Information shown:
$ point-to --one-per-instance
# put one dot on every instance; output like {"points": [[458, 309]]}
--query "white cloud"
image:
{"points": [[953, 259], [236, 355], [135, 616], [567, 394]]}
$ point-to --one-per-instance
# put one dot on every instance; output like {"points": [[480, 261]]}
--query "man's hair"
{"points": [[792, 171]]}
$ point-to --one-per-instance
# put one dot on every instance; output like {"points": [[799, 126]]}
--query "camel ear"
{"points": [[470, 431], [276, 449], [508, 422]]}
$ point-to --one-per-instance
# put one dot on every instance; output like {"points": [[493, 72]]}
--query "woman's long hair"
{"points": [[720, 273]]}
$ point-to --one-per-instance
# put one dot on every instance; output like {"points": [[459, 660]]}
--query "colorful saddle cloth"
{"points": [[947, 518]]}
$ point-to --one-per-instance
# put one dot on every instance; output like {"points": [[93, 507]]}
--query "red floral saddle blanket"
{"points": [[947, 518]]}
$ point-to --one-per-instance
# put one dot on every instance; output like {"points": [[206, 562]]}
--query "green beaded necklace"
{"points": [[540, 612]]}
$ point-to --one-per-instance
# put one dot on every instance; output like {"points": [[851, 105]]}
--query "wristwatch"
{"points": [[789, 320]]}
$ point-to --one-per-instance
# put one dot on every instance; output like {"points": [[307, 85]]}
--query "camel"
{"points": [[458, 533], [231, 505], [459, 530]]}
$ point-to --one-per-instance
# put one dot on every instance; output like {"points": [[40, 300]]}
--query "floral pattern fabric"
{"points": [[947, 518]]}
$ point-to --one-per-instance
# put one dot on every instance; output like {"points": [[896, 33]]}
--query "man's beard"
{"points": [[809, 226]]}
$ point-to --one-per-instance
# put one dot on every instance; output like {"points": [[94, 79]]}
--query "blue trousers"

Task to carry out: Return the records given above in their entirety, word for word.

Answer box:
$ point-to --one-per-instance
# put one dot on every instance; output like {"points": [[458, 309]]}
--query "white cloud"
image:
{"points": [[953, 259], [236, 355], [135, 616], [567, 394]]}
$ point-to --one-per-instance
# put one dot on every instance; output like {"points": [[480, 261]]}
--query "man's hair"
{"points": [[792, 171]]}
$ point-to --one-per-instance
# put one dot on every instance; output like {"points": [[799, 126]]}
--query "camel ear"
{"points": [[470, 431], [276, 449], [508, 422]]}
$ point-to --one-per-instance
# put one dot on every instance; output like {"points": [[493, 72]]}
--query "woman's long hair"
{"points": [[720, 273]]}
$ point-to --one-per-instance
# put one dot on every instance; output like {"points": [[459, 660]]}
--query "colorful saddle cloth"
{"points": [[947, 518]]}
$ point-to --one-per-instance
# put one dot on every instance; output like {"points": [[93, 507]]}
--query "red floral saddle blanket"
{"points": [[947, 518]]}
$ point-to --one-per-instance
# put one dot on every instance; output like {"points": [[206, 562]]}
--query "green beaded necklace"
{"points": [[540, 612]]}
$ point-to --one-per-instance
# put one dot on every instance; output like {"points": [[851, 105]]}
--query "wristwatch"
{"points": [[789, 320]]}
$ point-to --one-per-instance
# put one dot on every instance; output like {"points": [[307, 85]]}
--query "camel"
{"points": [[458, 533], [231, 505], [459, 530]]}
$ point-to --one-per-instance
# put one dot on every instance; output like {"points": [[40, 300]]}
--query "floral pattern fabric"
{"points": [[947, 518]]}
$ point-to --one-per-instance
# put one dot on every instance; output like {"points": [[896, 33]]}
--query "man's beard"
{"points": [[809, 226]]}
$ point-to --one-per-instance
# put one dot on every instance; output like {"points": [[94, 79]]}
--query "blue trousers"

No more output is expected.